> _Work order_: If a line of the records holds the word "search", copy it out.

::: Data extract

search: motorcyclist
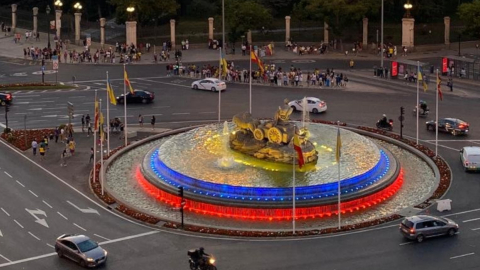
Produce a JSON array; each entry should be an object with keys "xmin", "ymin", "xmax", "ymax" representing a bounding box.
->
[
  {"xmin": 380, "ymin": 114, "xmax": 388, "ymax": 127},
  {"xmin": 191, "ymin": 247, "xmax": 209, "ymax": 269},
  {"xmin": 419, "ymin": 100, "xmax": 428, "ymax": 114}
]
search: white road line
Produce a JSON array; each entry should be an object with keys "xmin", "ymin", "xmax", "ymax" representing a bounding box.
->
[
  {"xmin": 442, "ymin": 208, "xmax": 480, "ymax": 217},
  {"xmin": 15, "ymin": 180, "xmax": 25, "ymax": 187},
  {"xmin": 399, "ymin": 242, "xmax": 414, "ymax": 246},
  {"xmin": 57, "ymin": 212, "xmax": 68, "ymax": 220},
  {"xmin": 42, "ymin": 200, "xmax": 53, "ymax": 209},
  {"xmin": 46, "ymin": 244, "xmax": 55, "ymax": 249},
  {"xmin": 14, "ymin": 220, "xmax": 24, "ymax": 229},
  {"xmin": 471, "ymin": 228, "xmax": 480, "ymax": 231},
  {"xmin": 199, "ymin": 112, "xmax": 216, "ymax": 114},
  {"xmin": 172, "ymin": 112, "xmax": 190, "ymax": 115},
  {"xmin": 99, "ymin": 230, "xmax": 159, "ymax": 245},
  {"xmin": 0, "ymin": 254, "xmax": 11, "ymax": 263},
  {"xmin": 70, "ymin": 96, "xmax": 86, "ymax": 98},
  {"xmin": 137, "ymin": 78, "xmax": 191, "ymax": 88},
  {"xmin": 28, "ymin": 190, "xmax": 39, "ymax": 198},
  {"xmin": 28, "ymin": 232, "xmax": 41, "ymax": 241},
  {"xmin": 73, "ymin": 223, "xmax": 87, "ymax": 231},
  {"xmin": 450, "ymin": 253, "xmax": 475, "ymax": 259},
  {"xmin": 463, "ymin": 217, "xmax": 480, "ymax": 223},
  {"xmin": 41, "ymin": 90, "xmax": 47, "ymax": 93},
  {"xmin": 93, "ymin": 234, "xmax": 111, "ymax": 241},
  {"xmin": 152, "ymin": 106, "xmax": 171, "ymax": 109},
  {"xmin": 4, "ymin": 171, "xmax": 12, "ymax": 178},
  {"xmin": 0, "ymin": 208, "xmax": 10, "ymax": 217}
]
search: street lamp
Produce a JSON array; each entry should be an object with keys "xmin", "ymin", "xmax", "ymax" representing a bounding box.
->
[
  {"xmin": 54, "ymin": 0, "xmax": 63, "ymax": 43},
  {"xmin": 404, "ymin": 1, "xmax": 413, "ymax": 18},
  {"xmin": 46, "ymin": 5, "xmax": 51, "ymax": 49},
  {"xmin": 126, "ymin": 6, "xmax": 135, "ymax": 21},
  {"xmin": 74, "ymin": 2, "xmax": 82, "ymax": 12}
]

::::::

> _Solution to this problem_:
search: motorcyclist
search: white road line
search: street lamp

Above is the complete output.